TUGAS ANDA:
Tulis ulang bagian teks tentang kitab Fihi Ma Fihi, mulai dari "Bagaimana bisa kamu" dan terus sampai "pemerintahan seljuk romawi.". Tukar "percakapan" dengan "dialog".

Fihi Ma Fihi
“Agama tidak akan pernah satu. Selalu saja ada dua atau tiga agama,
dan selalu ada perang serta saling bunuh diantara mereka.
Bagaimana bisa kamu menginginkan hanya ada satu agama ? Agama tidak
akan pernah menjadi satu kecuali di akhirat kelak, pada hari kiamat. Di dunia
ini, ketunggalan agama adalah hal yang mustahil…”
(Maulana Jalaludin Rumi)
Kitab ini adalah karya Maulana Jalaludin Rumi yang penyampaiannya prosa.
Kebanyakan pembahasan dalam setiap pasal-pasalnya merupakan jawaban dan tanggapan
atas bermacam pertanyaan dalam konteks dan kesempatan yang berbeda-beda.
Sebagian dari isi pembahasan kitab ini berisi percakapan antara Rumi
dengan Mu’inuddin sulaiman barunah, seorang lelaki yang memiliki kedudukan
tinggi di birokrasi pemerintahan seljuk romawi.
Mu’inuddin adalah orang yang sangat merindukan para ahli batin dan
termasuk golongan yang meyakini kewalian maulana rumi.
Kitab Fihi Ma Fihi
ini berisi kumpulan materi perkuliahan, 71 pasal, refleksi dan komentar yang
membahas masalah sekitar akhlak dan ilmu-ilmu Irfan yang dilengkapi dengan
tafsiran atas al-Qur’an dan Hadis.
Ada juga beberapa
pembahasan yang uraian lengkapnya dapat ditemukan dalam kitab Matsnawi.
Seperti halnya diwan
Matsnawi, kitab ini menyelipkan berbagai analogi, hikayat sekaligus komentar Maulana
Rumi. Selain itu, kitab ini bisa membantu kita untuk memahami pemikiran beliau
dan menyingkap maksud-maksud ucapannya
dalam berbagai kitab lainnya.
Maulana Rumi juga
tidak lupa mencantumkan beberapa nama yang memiliki hubungan emosional dengan
beliau. Seperti Baha’ Walad (ayahnya), Burhanuddin Muhaqqiq al-Tarmidzi (guru ayahnya)
yang mendidiknya setelah sang ayah wafat, Syamsuddin Tabrizi (sang maha guru
Rumi), dan juga kekasih sekaligus penolongnya, Shalahuddin Zarkub.
Kitab Fihi Ma Fihi
juga memuat ensiklopedi budaya Maulana Jalaluddin Rumi. Diketahui bahwa beliau
memiliki pengetahuan yang sangat dalam dan luas tentang bermacam-macam isu.

CUPLIKAN MATERI:
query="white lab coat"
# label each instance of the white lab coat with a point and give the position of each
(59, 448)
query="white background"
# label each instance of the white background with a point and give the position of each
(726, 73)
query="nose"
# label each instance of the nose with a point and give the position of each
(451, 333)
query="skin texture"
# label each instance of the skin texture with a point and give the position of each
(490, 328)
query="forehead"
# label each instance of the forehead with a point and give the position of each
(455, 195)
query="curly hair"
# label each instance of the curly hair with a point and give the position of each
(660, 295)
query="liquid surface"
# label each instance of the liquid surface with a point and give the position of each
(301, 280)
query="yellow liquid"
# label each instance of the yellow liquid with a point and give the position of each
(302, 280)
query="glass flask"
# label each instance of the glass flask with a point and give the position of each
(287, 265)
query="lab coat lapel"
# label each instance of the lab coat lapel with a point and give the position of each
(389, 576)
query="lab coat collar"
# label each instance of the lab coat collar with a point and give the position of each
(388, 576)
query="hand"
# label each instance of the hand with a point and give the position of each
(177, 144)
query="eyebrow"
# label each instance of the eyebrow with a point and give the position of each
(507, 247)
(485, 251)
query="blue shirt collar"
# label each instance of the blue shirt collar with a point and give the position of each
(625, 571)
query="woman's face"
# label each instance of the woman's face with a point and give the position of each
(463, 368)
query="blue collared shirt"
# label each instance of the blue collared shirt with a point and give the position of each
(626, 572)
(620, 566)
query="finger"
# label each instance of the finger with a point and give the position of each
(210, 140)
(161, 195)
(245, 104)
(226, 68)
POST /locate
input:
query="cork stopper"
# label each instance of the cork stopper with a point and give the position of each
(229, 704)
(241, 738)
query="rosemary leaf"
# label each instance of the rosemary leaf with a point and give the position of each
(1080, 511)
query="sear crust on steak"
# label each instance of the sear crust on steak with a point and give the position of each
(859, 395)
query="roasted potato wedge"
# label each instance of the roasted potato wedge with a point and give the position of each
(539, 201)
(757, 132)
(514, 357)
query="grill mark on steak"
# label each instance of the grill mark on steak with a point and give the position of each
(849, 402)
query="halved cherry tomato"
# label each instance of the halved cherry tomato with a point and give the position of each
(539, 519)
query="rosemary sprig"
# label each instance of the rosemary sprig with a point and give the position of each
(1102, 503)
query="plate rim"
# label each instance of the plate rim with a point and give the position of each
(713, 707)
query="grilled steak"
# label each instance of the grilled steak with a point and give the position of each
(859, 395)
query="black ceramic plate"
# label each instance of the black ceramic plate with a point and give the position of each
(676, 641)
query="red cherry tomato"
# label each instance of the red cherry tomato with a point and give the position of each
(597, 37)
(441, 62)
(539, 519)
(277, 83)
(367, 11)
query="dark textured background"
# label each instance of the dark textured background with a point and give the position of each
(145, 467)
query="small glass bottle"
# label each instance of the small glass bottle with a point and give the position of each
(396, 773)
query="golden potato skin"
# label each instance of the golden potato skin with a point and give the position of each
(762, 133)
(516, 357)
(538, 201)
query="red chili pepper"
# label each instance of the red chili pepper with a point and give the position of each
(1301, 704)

JAWABAN YANG BENAR:
Bagaimana bisa kamu menginginkan hanya ada satu agama ? Agama tidak
akan pernah menjadi satu kecuali di akhirat kelak, pada hari kiamat. Di dunia
ini, ketunggalan agama adalah hal yang mustahil…”
(Maulana Jalaludin Rumi)
Kitab ini adalah karya Maulana Jalaludin Rumi yang penyampaiannya prosa.
Kebanyakan pembahasan dalam setiap pasal-pasalnya merupakan jawaban dan tanggapan
atas bermacam pertanyaan dalam konteks dan kesempatan yang berbeda-beda.
Sebagian dari isi pembahasan kitab ini berisi dialog antara Rumi
dengan Mu’inuddin sulaiman barunah, seorang lelaki yang memiliki kedudukan
tinggi di birokrasi pemerintahan seljuk romawi.